Pointing data excerpts
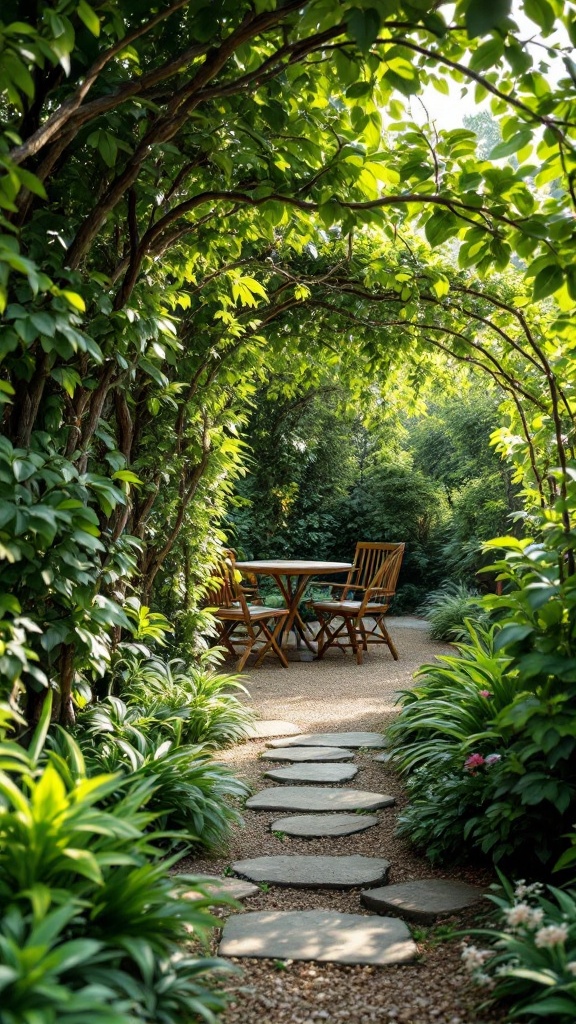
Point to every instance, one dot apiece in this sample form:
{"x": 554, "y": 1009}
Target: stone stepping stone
{"x": 323, "y": 754}
{"x": 313, "y": 773}
{"x": 310, "y": 825}
{"x": 326, "y": 936}
{"x": 237, "y": 888}
{"x": 272, "y": 727}
{"x": 317, "y": 798}
{"x": 422, "y": 900}
{"x": 297, "y": 871}
{"x": 333, "y": 739}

WHAT YOU HAVE TO DO:
Swap "Target" for "Object" throughout the data above, keeping every other line unchanged. Leave the pictures out of your answer.

SOLUTION FOR THIS PROBLEM:
Point to every instance, one dot apiece in this sample form:
{"x": 554, "y": 1009}
Object: stone stepping stone
{"x": 323, "y": 754}
{"x": 313, "y": 773}
{"x": 310, "y": 825}
{"x": 326, "y": 936}
{"x": 237, "y": 888}
{"x": 272, "y": 727}
{"x": 317, "y": 798}
{"x": 422, "y": 900}
{"x": 297, "y": 871}
{"x": 333, "y": 739}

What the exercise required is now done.